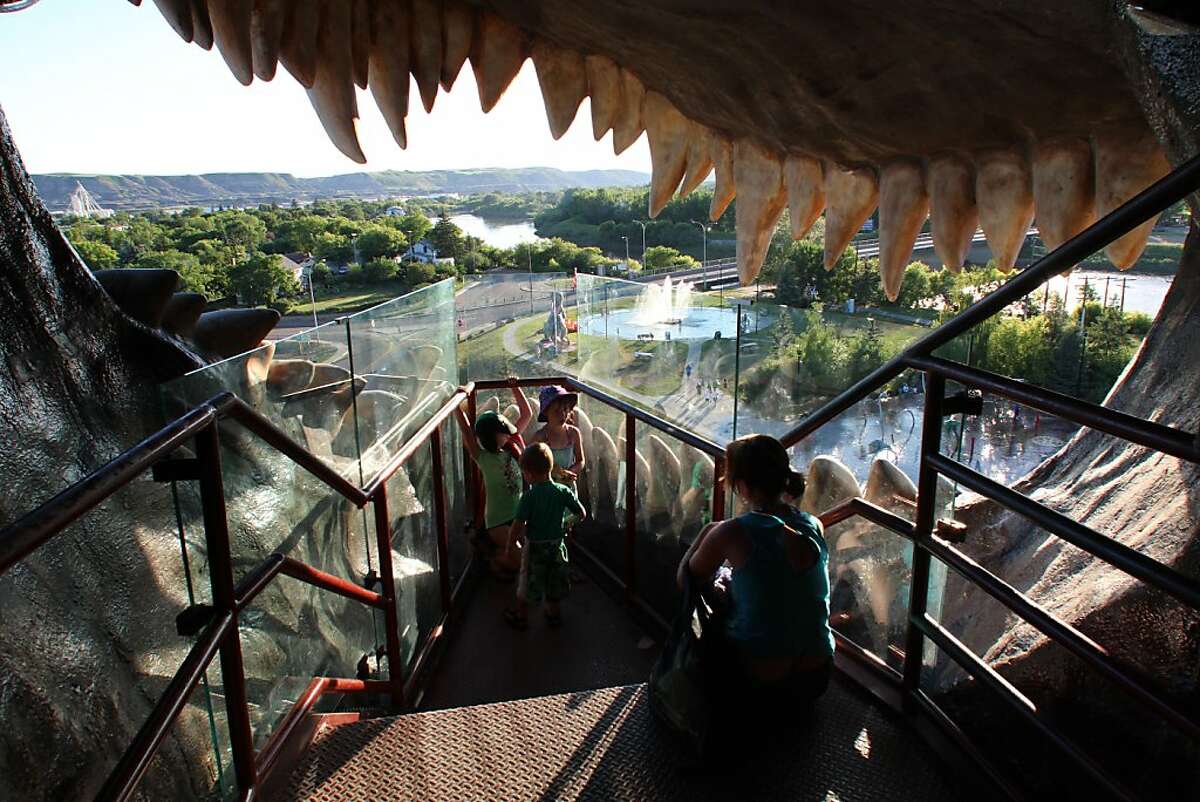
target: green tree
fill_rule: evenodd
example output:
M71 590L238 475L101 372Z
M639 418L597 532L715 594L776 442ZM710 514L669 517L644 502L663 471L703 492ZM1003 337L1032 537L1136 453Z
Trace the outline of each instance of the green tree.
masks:
M363 265L363 278L370 282L395 278L399 265L392 259L372 259Z
M75 246L75 252L79 254L83 263L92 270L108 270L116 267L120 260L116 249L103 242L85 239L73 241L71 244Z
M463 239L462 229L451 222L445 212L438 218L437 224L430 229L427 237L437 250L438 256L443 259L449 258L457 262L462 259L463 253L466 251L466 240Z
M363 229L355 240L358 258L364 263L374 259L390 259L404 253L408 240L404 232L388 226L373 225Z
M300 291L278 254L254 253L229 271L229 285L247 306L277 304Z
M409 262L408 267L404 271L404 280L410 287L420 287L422 284L428 284L436 278L436 271L433 265L425 262Z
M349 264L354 261L354 244L344 234L325 231L317 235L313 256L335 265Z
M645 262L646 268L649 270L700 266L700 263L692 257L667 245L653 245L647 248Z
M224 295L228 290L228 274L222 265L201 262L195 255L183 251L144 253L131 267L174 270L179 274L179 289L210 298Z
M429 233L429 229L433 227L429 218L420 212L409 212L401 217L396 225L404 232L405 239L411 245L415 245L418 240L423 239Z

━━━━━━━━━━━━━━━━━━━━

- Description of the task -
Please set down the whole listing exactly, apart from the pictures.

- Expected answer -
target: green tree
fill_rule: evenodd
example output:
M71 590L238 475L101 372Z
M639 418L597 532L715 594L776 442ZM710 514L669 517L644 502L663 471L703 492ZM1003 337L1032 537L1136 453Z
Trace the outline of each instance of the green tree.
masks:
M363 265L363 278L370 282L395 278L399 265L392 259L372 259Z
M75 246L75 252L79 254L83 263L92 270L108 270L116 267L120 260L116 249L103 242L85 239L73 241L71 244Z
M463 239L462 229L451 222L445 212L438 218L437 224L430 229L427 237L437 250L438 256L443 259L449 258L457 262L462 259L463 253L466 251L466 240Z
M363 229L355 240L358 258L364 263L374 259L390 259L404 253L408 240L404 232L388 226L373 225Z
M300 291L278 254L254 253L229 271L229 285L247 306L277 304Z
M409 262L408 267L404 271L404 280L410 287L420 287L422 284L428 284L436 278L436 271L433 265L425 262Z
M349 264L354 261L354 244L344 234L325 231L317 235L313 256L335 265Z
M645 262L646 268L649 270L700 266L700 263L692 257L667 245L653 245L647 248Z
M224 295L228 290L228 274L222 265L201 262L195 255L183 251L144 253L131 267L174 270L179 274L179 289L210 298Z
M429 233L429 229L433 227L429 218L420 212L409 212L401 217L396 225L404 232L405 239L411 245L415 245L418 240L423 239Z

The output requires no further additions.